- [INPUT DATA]:

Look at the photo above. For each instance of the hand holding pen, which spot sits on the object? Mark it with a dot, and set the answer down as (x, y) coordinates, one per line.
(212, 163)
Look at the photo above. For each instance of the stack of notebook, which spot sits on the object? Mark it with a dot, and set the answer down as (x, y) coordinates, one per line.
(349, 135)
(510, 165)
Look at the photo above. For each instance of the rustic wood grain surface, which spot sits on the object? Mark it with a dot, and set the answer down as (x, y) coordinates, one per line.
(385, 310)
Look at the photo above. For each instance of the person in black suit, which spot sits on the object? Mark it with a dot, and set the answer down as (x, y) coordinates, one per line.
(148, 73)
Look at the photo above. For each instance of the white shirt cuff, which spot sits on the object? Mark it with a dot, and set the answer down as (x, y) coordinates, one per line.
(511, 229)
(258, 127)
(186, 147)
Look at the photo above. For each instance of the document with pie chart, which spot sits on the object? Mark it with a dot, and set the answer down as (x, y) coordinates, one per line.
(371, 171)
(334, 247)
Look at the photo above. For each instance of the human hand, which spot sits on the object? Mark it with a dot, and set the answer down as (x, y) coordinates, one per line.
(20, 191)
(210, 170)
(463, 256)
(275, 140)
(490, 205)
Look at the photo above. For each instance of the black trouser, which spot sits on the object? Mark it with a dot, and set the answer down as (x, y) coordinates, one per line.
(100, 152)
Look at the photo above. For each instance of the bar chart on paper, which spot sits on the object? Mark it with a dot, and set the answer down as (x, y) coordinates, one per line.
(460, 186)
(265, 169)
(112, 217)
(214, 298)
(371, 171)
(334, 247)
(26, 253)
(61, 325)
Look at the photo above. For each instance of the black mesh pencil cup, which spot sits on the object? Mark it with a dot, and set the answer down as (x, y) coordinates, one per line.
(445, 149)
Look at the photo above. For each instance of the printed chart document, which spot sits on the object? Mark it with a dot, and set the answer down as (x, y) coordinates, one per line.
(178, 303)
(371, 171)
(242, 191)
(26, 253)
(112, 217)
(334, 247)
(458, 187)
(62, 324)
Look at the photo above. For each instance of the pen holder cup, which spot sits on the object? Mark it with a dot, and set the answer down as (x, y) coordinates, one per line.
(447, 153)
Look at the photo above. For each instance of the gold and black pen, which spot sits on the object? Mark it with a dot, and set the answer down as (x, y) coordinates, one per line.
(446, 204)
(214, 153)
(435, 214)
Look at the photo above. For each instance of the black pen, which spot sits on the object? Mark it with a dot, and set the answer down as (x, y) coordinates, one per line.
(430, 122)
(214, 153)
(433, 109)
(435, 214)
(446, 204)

- [GOAL OF THE EXERCISE]: Only the lines from the one that contains "the black pen, which" to the end of the entries above should be given again, exactly and in full.

- [EXPECTED ANSWER]:
Look at the photo above. For each instance of the black pen, which spot sits on the object? Mark it with a dot, and set the answer down as (x, y) coordinates, one per line.
(430, 122)
(214, 153)
(433, 109)
(435, 214)
(446, 204)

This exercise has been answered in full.